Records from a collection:
§ §

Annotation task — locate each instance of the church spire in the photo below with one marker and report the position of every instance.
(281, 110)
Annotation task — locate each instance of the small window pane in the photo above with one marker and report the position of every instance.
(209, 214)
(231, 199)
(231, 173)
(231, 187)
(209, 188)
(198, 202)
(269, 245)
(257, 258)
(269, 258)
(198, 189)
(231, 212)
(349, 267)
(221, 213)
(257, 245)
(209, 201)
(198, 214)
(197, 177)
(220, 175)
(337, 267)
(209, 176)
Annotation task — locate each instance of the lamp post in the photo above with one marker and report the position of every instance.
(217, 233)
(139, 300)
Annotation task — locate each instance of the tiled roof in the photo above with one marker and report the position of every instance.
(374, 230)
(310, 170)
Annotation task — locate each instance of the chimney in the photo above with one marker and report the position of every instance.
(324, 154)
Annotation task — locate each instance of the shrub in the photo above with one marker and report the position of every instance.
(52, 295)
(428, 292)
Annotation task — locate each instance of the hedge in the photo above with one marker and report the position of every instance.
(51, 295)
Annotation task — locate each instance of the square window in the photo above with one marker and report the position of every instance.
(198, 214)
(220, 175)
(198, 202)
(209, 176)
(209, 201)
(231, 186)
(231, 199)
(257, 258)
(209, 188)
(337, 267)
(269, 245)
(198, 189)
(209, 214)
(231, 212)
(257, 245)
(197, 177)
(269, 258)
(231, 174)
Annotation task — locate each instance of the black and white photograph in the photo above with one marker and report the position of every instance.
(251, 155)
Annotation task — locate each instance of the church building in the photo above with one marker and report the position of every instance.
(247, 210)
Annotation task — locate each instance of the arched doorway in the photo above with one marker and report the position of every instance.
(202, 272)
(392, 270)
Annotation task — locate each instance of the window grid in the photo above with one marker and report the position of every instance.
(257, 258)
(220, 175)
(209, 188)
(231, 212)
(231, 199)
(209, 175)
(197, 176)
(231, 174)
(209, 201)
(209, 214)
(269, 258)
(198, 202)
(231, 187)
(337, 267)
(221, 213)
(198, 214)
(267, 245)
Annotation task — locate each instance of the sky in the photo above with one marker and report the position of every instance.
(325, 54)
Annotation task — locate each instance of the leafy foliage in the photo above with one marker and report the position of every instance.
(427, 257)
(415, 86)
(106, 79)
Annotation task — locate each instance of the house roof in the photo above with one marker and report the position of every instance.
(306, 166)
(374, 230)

§ §

THE REQUEST: Start at the line that has "Annotation task — locate each instance of the leafy" and stop after the last line of the material above. Write those lines out again with the requests included, scaling every coordinate in the answers by 1.15 and rounding to whole numbers, with halves rounded up.

SOLUTION:
Annotation task — locate each instance of the leafy foliage in the photo above with one marker and report the position of every instance.
(491, 296)
(477, 99)
(122, 91)
Annotation task — locate each instance of the house roof in the photo above with one marker and report the position of every instance.
(352, 191)
(430, 265)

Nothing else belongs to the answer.